** start of Record extracts **
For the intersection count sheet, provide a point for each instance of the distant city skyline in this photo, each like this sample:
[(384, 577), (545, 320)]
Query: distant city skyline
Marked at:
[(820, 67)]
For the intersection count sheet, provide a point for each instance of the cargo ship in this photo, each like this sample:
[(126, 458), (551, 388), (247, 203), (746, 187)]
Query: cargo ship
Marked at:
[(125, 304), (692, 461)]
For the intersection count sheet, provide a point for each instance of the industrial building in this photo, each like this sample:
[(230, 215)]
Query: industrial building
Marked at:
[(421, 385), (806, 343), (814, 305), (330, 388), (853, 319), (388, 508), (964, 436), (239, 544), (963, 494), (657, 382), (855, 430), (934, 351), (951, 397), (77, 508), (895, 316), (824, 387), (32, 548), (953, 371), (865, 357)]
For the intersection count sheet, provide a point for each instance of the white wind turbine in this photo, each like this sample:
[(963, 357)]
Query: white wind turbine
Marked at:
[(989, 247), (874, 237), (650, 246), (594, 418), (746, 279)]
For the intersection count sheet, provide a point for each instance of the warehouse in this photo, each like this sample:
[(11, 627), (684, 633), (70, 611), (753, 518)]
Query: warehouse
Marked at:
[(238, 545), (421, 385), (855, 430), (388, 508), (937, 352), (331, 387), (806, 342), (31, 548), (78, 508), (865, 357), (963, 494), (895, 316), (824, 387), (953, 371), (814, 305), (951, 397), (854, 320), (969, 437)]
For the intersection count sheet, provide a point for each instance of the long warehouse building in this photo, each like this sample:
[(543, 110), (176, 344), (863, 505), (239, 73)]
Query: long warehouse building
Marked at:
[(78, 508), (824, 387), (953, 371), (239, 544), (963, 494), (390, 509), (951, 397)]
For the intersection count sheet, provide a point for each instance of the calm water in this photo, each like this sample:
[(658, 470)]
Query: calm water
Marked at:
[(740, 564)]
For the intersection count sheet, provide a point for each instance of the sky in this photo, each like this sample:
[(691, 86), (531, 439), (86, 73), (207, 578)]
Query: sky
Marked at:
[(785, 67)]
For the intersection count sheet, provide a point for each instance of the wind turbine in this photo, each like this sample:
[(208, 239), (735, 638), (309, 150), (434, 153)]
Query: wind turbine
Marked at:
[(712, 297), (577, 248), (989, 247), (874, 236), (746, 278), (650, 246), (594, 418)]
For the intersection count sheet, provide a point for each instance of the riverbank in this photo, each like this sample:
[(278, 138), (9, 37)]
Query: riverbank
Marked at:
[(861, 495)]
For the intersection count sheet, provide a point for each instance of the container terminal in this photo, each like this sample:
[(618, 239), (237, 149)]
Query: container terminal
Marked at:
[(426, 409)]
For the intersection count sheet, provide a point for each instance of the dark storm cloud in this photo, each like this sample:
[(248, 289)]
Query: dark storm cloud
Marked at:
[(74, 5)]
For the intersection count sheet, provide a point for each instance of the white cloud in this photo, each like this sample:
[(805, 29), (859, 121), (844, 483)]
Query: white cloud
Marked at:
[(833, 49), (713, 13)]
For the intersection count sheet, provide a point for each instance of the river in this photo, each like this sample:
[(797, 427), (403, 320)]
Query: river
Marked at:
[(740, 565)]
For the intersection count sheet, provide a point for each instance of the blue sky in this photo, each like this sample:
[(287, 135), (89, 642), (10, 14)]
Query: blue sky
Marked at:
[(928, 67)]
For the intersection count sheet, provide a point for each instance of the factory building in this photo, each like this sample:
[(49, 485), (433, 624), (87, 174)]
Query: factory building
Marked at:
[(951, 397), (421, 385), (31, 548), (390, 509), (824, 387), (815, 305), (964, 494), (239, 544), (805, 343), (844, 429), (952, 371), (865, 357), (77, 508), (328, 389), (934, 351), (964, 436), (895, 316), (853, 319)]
** end of Record extracts **
Copy out each record, keeping every word as it is.

For the intersection count sheet, provide a point for each instance of the distant city skyline in this photo, each like this sample:
[(384, 577), (545, 320)]
Query: distant city skyline
Marked at:
[(820, 67)]
For the intersection count sheet, provide a point for each instance of the cargo ship in this photo, each like this sample:
[(126, 458), (551, 388), (247, 203), (746, 187)]
Query: cargo ship
Marked at:
[(125, 304), (692, 461)]
For the intersection count sheet, provide a point for each instance of the industrial building in this photo, each like this sample:
[(230, 215)]
Query: industrial building
Marked at:
[(421, 385), (806, 343), (814, 305), (330, 388), (853, 319), (388, 508), (964, 436), (239, 544), (963, 494), (657, 382), (855, 430), (934, 351), (951, 397), (77, 508), (895, 316), (824, 387), (32, 548), (953, 371), (865, 357)]
For the intersection count sheet, provide a point for each instance of the white wind turbine in this photo, each like this sample:
[(963, 357)]
Query: white wind turbine
Marked at:
[(989, 247), (874, 237), (650, 246), (594, 418), (746, 279)]
For the intersection count sheet, provide a point for each instance of the warehouse in this photo, each like this sample:
[(11, 627), (684, 633), (70, 611), (753, 518)]
Query: warehouse
Marked at:
[(238, 545), (421, 385), (855, 430), (388, 508), (937, 352), (331, 387), (806, 342), (31, 548), (78, 508), (865, 357), (963, 494), (895, 316), (824, 387), (953, 371), (814, 305), (951, 397), (854, 320), (969, 437)]
For the intersection count sheet, provide a point for each instance of the long warehouse building in this photo, each like this sample:
[(543, 110), (176, 344), (863, 505), (239, 73)]
Query: long warehouse building
Marked at:
[(78, 508), (824, 387), (953, 371), (239, 544), (963, 494), (390, 509), (951, 397)]
For the intersection count sheet, provide a point for each instance of the calm water in this photo, each like this sample:
[(658, 470)]
Query: calm water
Marked at:
[(740, 564)]
For the intersection count sheet, provide a point for each instance of the sky in this photo, each like this sample:
[(691, 86), (531, 439), (86, 73), (207, 578)]
Query: sky
Marked at:
[(785, 67)]
For the intersection count sheet, provide a point for each instance of the wind turbine in this photo, each like this sample:
[(208, 239), (735, 638), (309, 150), (434, 153)]
Query: wind turbine
Marked at:
[(712, 297), (577, 248), (989, 247), (874, 236), (746, 278), (650, 246), (594, 418)]
For the intersection count sheet, provide a point for each instance of the riverbank in this photo, each like this sample:
[(278, 138), (9, 37)]
Query: riverbank
Marked at:
[(861, 495)]
For the intersection count sheet, provide a point for each instance of the container terminal in this photo, each like this sample:
[(618, 239), (237, 149)]
Query: container terminal
Marked at:
[(426, 409)]
For the intersection count sheet, provide a point for each instance of the dark storm cloud in this photo, each like this sample:
[(248, 289)]
Query: dark storm cloud
Marked at:
[(74, 5)]
For the intersection count sheet, provide a point for each instance of the white cloud in this photo, each like this sample:
[(805, 29), (859, 121), (844, 483)]
Query: white cloud
Marked at:
[(833, 49), (713, 13)]
For the intersection count sheet, provide a point for each instance of the river in this photo, each like this sample:
[(797, 427), (403, 320)]
Query: river
Marked at:
[(740, 565)]
For the intersection count sheet, provide a point for each instance of the blue sky in this photo, each like this sample:
[(287, 135), (89, 642), (10, 14)]
Query: blue sky
Marked at:
[(928, 67)]
For the intersection count sheet, provide a point for each instance of the factory building in this photo, each like this sample:
[(49, 485), (433, 624), (87, 174)]
Query: factory building
Marked at:
[(951, 397), (421, 385), (31, 548), (390, 509), (824, 387), (815, 305), (964, 494), (239, 544), (805, 343), (844, 429), (952, 371), (865, 357), (77, 508), (328, 389), (934, 351), (964, 436), (895, 316), (853, 319)]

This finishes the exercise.